Given task: Begin at the line that has "Target: tree" and stop after the last line of the block. Write out those lines again, requests included, and shift every polygon corner coordinate in the answers up by 150.

··· Data for the task ···

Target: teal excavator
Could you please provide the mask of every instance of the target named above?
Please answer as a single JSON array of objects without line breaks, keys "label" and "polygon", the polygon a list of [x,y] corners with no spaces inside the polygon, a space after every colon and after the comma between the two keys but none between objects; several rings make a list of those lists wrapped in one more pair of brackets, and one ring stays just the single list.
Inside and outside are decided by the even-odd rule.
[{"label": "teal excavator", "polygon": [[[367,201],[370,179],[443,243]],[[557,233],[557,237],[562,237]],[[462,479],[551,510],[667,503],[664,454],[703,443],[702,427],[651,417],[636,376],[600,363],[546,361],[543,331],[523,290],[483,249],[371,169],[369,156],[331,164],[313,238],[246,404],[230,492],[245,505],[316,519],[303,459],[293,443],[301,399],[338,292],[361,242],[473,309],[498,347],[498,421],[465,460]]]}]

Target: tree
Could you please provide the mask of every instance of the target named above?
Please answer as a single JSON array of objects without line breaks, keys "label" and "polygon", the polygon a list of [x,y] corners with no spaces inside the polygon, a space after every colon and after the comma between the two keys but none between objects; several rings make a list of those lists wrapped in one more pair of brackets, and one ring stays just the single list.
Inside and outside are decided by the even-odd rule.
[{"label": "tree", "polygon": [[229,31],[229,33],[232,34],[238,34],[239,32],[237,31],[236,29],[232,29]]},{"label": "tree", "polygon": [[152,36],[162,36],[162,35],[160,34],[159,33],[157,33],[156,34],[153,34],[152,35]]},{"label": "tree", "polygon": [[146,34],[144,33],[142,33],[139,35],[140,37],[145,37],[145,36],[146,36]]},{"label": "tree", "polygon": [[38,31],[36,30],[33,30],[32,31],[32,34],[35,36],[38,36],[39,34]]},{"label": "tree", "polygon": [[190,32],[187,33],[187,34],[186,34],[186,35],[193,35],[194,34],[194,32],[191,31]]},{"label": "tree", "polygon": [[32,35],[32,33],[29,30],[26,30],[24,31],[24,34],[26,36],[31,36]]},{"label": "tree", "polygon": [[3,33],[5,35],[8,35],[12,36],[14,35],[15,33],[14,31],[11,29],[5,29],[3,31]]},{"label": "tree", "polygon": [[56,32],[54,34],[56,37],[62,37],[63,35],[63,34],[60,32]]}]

···

Task response:
Target: tree
Could you please provide the mask of every instance of the target named above?
Please answer as a single JSON array of objects without line breaks, keys "label" and "polygon", the polygon a list of [x,y] corners with no spaces inside the polygon, a space after every colon and after the comma between the two keys but none between objects; several rings make a list of those lists wrapped in one more pair of brackets, and one ring stays just the single list.
Inside and outside are decided by the even-odd rule.
[{"label": "tree", "polygon": [[379,181],[379,183],[382,184],[388,184],[389,182],[387,181],[386,179],[382,179]]},{"label": "tree", "polygon": [[302,186],[312,186],[312,185],[310,184],[309,183],[307,183],[306,184],[303,184],[302,185]]},{"label": "tree", "polygon": [[296,184],[294,183],[292,183],[289,185],[290,187],[295,187],[295,186],[296,186]]},{"label": "tree", "polygon": [[188,181],[186,180],[183,180],[182,181],[182,184],[185,186],[188,186],[189,184]]},{"label": "tree", "polygon": [[340,182],[337,183],[337,184],[336,184],[336,185],[343,185],[344,184],[344,182],[341,181]]},{"label": "tree", "polygon": [[182,185],[182,183],[179,180],[176,180],[174,181],[174,184],[176,186],[181,186]]},{"label": "tree", "polygon": [[153,183],[155,185],[158,185],[162,186],[164,185],[165,183],[164,181],[161,179],[155,179],[153,181]]},{"label": "tree", "polygon": [[206,182],[204,184],[206,187],[212,187],[213,185],[213,184],[210,182]]}]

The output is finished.